For each line of the data below, copy it if it holds the word "plant".
+++ Input for this task
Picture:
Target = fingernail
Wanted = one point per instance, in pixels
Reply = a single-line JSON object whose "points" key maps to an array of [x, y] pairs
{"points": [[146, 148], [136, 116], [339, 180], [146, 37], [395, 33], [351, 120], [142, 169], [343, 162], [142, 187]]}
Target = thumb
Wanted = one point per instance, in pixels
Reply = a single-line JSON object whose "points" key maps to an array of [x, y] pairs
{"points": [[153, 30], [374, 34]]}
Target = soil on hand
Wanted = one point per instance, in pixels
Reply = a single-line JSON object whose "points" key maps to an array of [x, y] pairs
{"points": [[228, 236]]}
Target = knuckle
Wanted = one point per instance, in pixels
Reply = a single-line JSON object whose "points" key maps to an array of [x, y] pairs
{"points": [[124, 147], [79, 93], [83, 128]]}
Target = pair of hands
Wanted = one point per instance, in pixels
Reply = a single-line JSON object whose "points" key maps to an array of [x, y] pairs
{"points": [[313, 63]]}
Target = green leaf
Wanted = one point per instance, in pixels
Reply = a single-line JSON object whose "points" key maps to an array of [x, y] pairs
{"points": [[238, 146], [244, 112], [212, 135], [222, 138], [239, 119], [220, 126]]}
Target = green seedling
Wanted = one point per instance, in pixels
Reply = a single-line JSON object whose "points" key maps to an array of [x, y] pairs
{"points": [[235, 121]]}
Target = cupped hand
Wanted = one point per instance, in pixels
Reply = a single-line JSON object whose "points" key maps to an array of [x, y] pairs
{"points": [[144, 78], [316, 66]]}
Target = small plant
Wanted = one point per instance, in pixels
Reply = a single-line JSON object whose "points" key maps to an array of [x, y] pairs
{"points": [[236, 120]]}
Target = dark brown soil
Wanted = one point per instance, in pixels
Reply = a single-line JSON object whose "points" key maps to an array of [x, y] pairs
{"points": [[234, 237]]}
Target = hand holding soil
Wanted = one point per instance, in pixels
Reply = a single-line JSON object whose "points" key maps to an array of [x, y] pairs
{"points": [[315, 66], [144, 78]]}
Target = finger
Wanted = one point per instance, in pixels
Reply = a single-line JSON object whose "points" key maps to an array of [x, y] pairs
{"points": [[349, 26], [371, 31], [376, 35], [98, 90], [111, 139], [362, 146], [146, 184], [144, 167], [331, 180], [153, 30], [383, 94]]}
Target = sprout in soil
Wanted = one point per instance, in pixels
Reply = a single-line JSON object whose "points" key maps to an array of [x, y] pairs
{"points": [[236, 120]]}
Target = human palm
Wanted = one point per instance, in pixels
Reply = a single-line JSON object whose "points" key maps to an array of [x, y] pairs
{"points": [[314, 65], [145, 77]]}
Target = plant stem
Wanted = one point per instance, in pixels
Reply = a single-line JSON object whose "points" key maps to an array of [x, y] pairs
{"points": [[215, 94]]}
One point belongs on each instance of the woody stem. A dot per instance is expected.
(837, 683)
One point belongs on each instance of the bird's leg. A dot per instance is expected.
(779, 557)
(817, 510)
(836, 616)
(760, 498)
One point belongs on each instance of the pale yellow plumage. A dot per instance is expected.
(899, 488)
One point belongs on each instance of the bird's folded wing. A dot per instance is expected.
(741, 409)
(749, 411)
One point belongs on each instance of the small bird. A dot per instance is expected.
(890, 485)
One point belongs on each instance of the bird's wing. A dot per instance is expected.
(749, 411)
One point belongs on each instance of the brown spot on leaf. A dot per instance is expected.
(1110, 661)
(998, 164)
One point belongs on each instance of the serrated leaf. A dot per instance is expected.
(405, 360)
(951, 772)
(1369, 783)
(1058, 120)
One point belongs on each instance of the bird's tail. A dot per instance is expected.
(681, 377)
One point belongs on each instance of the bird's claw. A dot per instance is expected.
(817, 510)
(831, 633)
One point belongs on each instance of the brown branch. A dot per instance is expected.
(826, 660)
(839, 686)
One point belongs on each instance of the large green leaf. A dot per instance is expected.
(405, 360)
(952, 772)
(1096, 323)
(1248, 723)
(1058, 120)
++++++
_Exercise solution:_
Target = small plant
Target = plant stem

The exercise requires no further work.